> **CHALLENGE**: Pick up the blog post below about new operator service features between basic connectivity and OTT services, and continue it from where it stops.

> **GIVEN TEXT**:
══════════
I blogged last week about AT&T’s vision of a future where new service features built on connectivity would serve as a platform for OTTs to create true higher-layer services. That obviously raises the question of what those features might be, and I’ve been trying to get some insight from operator contacts and a bit of modeling. This is what I’ve found.
First, there seem to be three categories of “new features” that sit between today’s network services and the higher-layer OTT services that operators have largely determined they can’t or won’t offer. The first category is connectivity extensions that are designed to frame connection services in a slightly different light. Category two is connection-integrated features, which are features that relate to a retail service that’s built on connectivity, but are not actually connectivity in themselves. The final category is features that exploit service opportunities not yet realized, and for which operators could hope to play a foundational role.
Connectivity extension features are designed to enhance basic IP in some useful way, without creating a different interface that would mandate changes to existing hardware or software. These can be divided into features relating to how connectivity is offered, and features that change connection properties in some way. The first group would include things like SD-WAN and the second group things like managed services, metered services, etc.
The advantage of this category of features is the ease with which they could be introduced. SD-WAN technology, and the superset category “virtual-network” technology, are already available from multiple vendors and could be introduced with little delay. Some operators already have. Managed services have been around for decades, and many operators have already dipped their toes into it. As an on-ramp to a new connection service model, this category of features is great. The downside is that it doesn’t have a decisive impact on the ability of others to create true higher-layer services on top.
══════════
> **DATA BLOCK**:
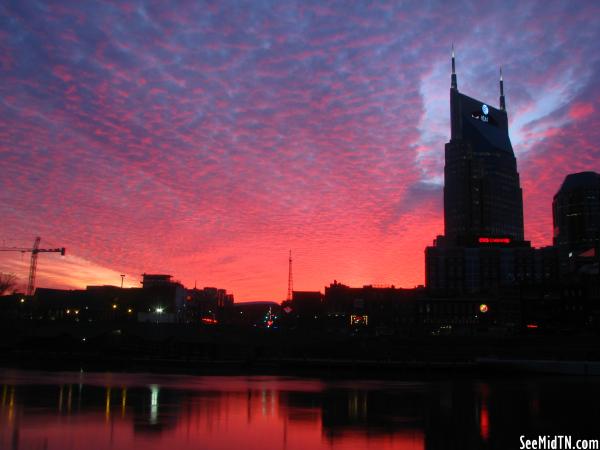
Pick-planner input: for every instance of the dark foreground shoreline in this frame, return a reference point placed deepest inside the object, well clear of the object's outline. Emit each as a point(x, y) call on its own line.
point(179, 348)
══════════
> **RESPONSE**:
The second category of features plays on the fact that a connectivity service has more elements than simple packet-pushing. In an IP service, you need address assignment (DHCP), URL resolution (DNS), content caching and address redirect (CDN), for example. Operators routinely provide the first two of this group, but they’re less involved in the third, and they’ve not considered what might lay beyond the obvious-and-current members of the category.
The only potentially money-making service currently recognized in this category is CDN. There are a number of profitable CDN providers, Akamai being the leader, but the network operators have been slow to consider the space. A part of the reason is the “competitive overbuild” challenge; multiple access providers exist in virtually every metro area and each would have to deploy CDN technology to cover all the users. An OTT CDN provider could simply peer with each. CDN networks also require that the metro cache points be fed from some distribution network, but right now the biggest operator issue would be competition from CDN incumbents.
Dodging incumbents means dodging traditional CDN, or at least supersetting it. Two examples come to mind, likely related. The first is ad insertion and the second is “wholesale streaming”.
CDN technology can easily adapt to streaming video. Time-shifted stuff, in fact, is naturally a CDN application, and the distribution of live video via the CDN framework is also possible if the cache points can be fed in at least near-real-time. More and more networks and other players are either getting into streaming or interested, and there are already some accommodations to streaming underway among the CDN giants. An operator CDN might be an ideal mechanism to support a wholesale model of streaming.
Ad insertion is another (related) point. Programming has natural points where ads make sense and pose a minimal disruption to viewing. Could a network operator offer a means of identifying those places (in material where there isn’t a natural slot already staked out)? Could they then provide ad insertion? It seems possible.
Security opportunities may exist in this space. Virtually all network operators offer email services, but no major effort to promote email security and trust has been launched. Even spam detection features are rare in operator email services. Robo-call blocking is now mandated in some areas, but it’s been a potential security feature for over a decade, and operators have failed to capitalize on it. However, this is another area where operators would now face competition that moving faster might have dodged.
The last of our three categories, exploiting yet-unrealized service opportunities, is probably the most interesting and yet the most challenging for operators. Interesting for two reasons; there’s little or no competition in these areas, and the potential revenue upside is likely the largest of any of our categories. Challenging in that addressing any opportunity in this third category will be likely to create culture shock, and also require a considerable “first-cost” capital investment.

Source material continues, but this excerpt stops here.